**TASK OBJECTIVE**
What you return must match the records exactly.

** INPUT follows **

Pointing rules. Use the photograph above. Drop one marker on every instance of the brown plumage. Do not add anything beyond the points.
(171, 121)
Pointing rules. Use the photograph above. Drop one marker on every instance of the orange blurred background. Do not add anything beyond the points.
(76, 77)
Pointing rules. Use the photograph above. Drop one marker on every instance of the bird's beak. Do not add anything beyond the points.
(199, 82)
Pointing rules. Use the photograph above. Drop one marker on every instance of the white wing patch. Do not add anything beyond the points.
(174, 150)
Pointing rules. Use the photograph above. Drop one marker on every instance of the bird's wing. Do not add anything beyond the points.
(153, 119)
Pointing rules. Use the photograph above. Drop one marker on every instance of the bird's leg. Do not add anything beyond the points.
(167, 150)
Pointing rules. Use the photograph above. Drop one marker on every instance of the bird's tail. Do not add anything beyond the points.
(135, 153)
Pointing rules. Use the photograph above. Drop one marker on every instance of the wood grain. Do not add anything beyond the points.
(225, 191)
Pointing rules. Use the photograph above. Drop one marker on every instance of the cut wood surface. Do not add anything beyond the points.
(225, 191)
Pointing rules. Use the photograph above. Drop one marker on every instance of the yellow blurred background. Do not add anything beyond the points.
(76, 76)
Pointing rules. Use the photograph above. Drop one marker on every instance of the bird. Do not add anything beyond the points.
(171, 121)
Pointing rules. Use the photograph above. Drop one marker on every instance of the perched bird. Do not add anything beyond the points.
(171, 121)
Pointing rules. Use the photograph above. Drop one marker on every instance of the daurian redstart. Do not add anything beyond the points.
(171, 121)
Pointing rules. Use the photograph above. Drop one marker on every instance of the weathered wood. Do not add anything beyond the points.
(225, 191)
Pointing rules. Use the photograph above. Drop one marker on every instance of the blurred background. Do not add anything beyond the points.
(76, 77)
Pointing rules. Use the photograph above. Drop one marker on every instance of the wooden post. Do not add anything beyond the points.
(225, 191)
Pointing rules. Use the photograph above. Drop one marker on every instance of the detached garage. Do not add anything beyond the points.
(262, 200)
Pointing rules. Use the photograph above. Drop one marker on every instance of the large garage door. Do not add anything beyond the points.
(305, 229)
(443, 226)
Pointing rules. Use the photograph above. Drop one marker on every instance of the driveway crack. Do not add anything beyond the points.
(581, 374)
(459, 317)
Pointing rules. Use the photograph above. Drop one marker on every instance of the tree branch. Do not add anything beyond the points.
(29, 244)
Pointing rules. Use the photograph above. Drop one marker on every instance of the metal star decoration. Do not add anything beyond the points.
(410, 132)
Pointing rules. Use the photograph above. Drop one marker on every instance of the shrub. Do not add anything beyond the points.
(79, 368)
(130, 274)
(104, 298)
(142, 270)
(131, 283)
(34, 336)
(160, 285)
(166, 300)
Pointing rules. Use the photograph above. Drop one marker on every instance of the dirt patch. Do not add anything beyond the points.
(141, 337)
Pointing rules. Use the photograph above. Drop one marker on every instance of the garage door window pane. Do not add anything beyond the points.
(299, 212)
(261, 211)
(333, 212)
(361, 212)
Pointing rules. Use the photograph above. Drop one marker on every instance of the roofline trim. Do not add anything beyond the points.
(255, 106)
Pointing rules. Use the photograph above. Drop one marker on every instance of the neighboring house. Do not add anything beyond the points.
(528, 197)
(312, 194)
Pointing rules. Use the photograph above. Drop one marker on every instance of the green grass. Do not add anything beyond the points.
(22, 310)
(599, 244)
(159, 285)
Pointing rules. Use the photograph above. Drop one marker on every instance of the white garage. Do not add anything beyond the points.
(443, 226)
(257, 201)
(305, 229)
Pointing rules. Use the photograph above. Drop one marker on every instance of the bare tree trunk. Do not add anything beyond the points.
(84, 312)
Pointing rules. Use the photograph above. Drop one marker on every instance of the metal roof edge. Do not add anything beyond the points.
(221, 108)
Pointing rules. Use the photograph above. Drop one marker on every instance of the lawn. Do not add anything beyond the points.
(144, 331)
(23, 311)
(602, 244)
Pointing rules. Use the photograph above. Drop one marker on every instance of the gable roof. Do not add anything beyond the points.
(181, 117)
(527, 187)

** End of INPUT **

**EXERCISE SOLUTION**
Pointing rules. Use the photograph above. Drop one marker on every instance of the brown plumage. Do not add anything beyond the points.
(171, 121)
Pointing rules. Use the photograph above. Drop one marker on every instance of the orange blurred background. Do not add anything beyond the points.
(76, 77)
Pointing rules. Use the photograph above. Drop one marker on every instance of the bird's beak. Do not add anything beyond the points.
(199, 82)
Pointing rules. Use the photograph above. Drop one marker on every instance of the white wing patch. Do not add anything beyond the points.
(174, 150)
Pointing rules. Use the photograph above. Drop one marker on every instance of the bird's wing. Do not add anything beyond the points.
(153, 119)
Pointing rules. Use the photograph above. Drop one marker on every instance of the bird's leg. Do not add anything beyond the points.
(167, 150)
Pointing rules. Use the photograph above. Drop one marker on every instance of the bird's tail. Do not add anything beyond the points.
(135, 153)
Pointing rules. Use the photograph above. Drop one marker on every instance of the wood grain. Do not add anything beyond the points.
(225, 191)
Pointing rules. Use the photograph above. Drop one marker on every instance of the cut wood surface. Do not add anything beyond the points.
(225, 191)
Pointing rules. Use the photograph above. Drop one marker on every instance of the yellow blurred background. Do not add anything beyond the points.
(76, 76)
Pointing rules. Use the photograph above. Drop one marker on every instance of the bird. Do not add anything beyond the points.
(171, 121)
Pointing rules. Use the photograph above. Drop one marker on every instance of the perched bird. Do not add anything beyond the points.
(171, 121)
Pointing rules. Use the photograph above. Drop one marker on every instance of the daurian redstart. Do not add anything beyond the points.
(171, 121)
Pointing rules. Use the photograph above. Drop one marker on every instance of the weathered wood. Do not add anything beyond the points.
(225, 191)
Pointing rules. Use the photograph above. Drop one marker on every instance of the blurred background. Do not add anything beyond the points.
(76, 77)
Pointing rules. Use the photograph above. Drop one marker on every instance of the wooden post. Do not add anything beyond the points.
(225, 191)
Pointing rules. Use the photograph above. Drop one marker on every instance of the detached garage. Do not add anything beyond the points.
(262, 200)
Pointing rules. Use the photograph above. Drop one marker on every instance of the large garage door. Do not add anything beyond the points.
(305, 229)
(443, 226)
Pointing rules. Use the photograph above. Drop one marker on every instance of the driveway crack. Do not add anything beyond the points.
(581, 374)
(459, 317)
Pointing rules. Use the photograph above. Drop one marker on every instance of the tree branch. Do not add anything beyond the points.
(29, 244)
Pointing rules. Use the photograph above. Drop one marker on every instance of the metal star decoration. Do not add anything beyond the points.
(410, 132)
Pointing rules. Use the photograph above. Drop one marker on every instance of the shrub. Do not add anything beyond the points.
(79, 368)
(130, 274)
(104, 298)
(142, 270)
(131, 283)
(34, 336)
(160, 285)
(166, 300)
Pointing rules. Use the photograph above. Drop one marker on every instance of the dirt patch. Do not add anything beyond the points.
(141, 337)
Pointing rules. Use the photograph above. Drop one marker on every instance of the garage door window pane. Do not add anything beyond the points.
(299, 212)
(261, 211)
(333, 212)
(361, 212)
Pointing rules. Use the photograph above. Drop one marker on every instance of the roofline trim. Do not add anything beyond the points.
(255, 106)
Pointing rules. Use the photograph above. Drop one marker on every instance of the neighboring house. Do not add anything beyond the points.
(528, 197)
(312, 194)
Pointing rules. Use the photograph above. Drop one marker on every instance of the green grass. Do not add anything beyond the points.
(22, 310)
(599, 244)
(159, 285)
Pointing rules. Use the photograph above. Drop one marker on every instance of the white garage. Do not add anything beyond the points.
(443, 226)
(257, 201)
(305, 229)
Pointing rules. Use the photograph above. Drop one marker on every instance of the bare tree trunk. Do not add anything beyond the points.
(84, 312)
Pointing rules. Use the photograph above. Drop one marker on every instance of the metal roof edge. Do not add anything beyond the points.
(221, 108)
Pointing rules. Use the photograph above. Drop one marker on every instance of the lawn. Do not add anything beyond the points.
(144, 331)
(23, 311)
(602, 244)
Pointing rules. Use the photograph above. Drop one marker on every instance of the gable roof. Do not add anything beyond the points.
(181, 117)
(527, 187)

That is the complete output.